* **EXERCISE TASK**:
Please count the lines in the entries below that contain the word "window". Reply with that number alone.

━━━ DATA SUPPLIED ━━━

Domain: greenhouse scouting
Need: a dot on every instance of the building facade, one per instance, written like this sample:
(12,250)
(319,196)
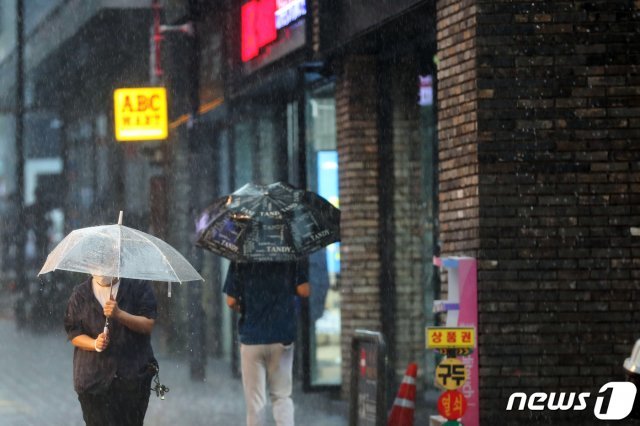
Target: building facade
(506,132)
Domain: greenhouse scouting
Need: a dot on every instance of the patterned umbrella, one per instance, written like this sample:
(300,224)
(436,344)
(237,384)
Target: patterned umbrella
(261,223)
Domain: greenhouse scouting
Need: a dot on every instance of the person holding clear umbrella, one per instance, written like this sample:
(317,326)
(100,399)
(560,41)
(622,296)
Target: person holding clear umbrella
(113,364)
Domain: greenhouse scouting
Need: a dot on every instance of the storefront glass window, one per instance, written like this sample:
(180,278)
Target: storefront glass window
(324,265)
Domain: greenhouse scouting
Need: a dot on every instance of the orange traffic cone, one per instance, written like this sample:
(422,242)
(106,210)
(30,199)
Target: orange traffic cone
(404,404)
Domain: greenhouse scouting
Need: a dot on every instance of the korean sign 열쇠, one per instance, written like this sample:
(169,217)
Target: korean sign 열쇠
(140,114)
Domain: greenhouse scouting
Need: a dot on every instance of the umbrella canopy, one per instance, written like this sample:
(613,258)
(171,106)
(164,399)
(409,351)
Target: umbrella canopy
(119,251)
(276,222)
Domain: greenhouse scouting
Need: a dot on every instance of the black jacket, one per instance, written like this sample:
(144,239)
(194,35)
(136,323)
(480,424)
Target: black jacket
(129,353)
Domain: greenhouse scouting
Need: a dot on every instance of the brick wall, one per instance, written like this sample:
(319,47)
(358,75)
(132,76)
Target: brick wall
(552,174)
(410,216)
(358,153)
(457,127)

━━━

* **ANSWER TO THIS TASK**:
2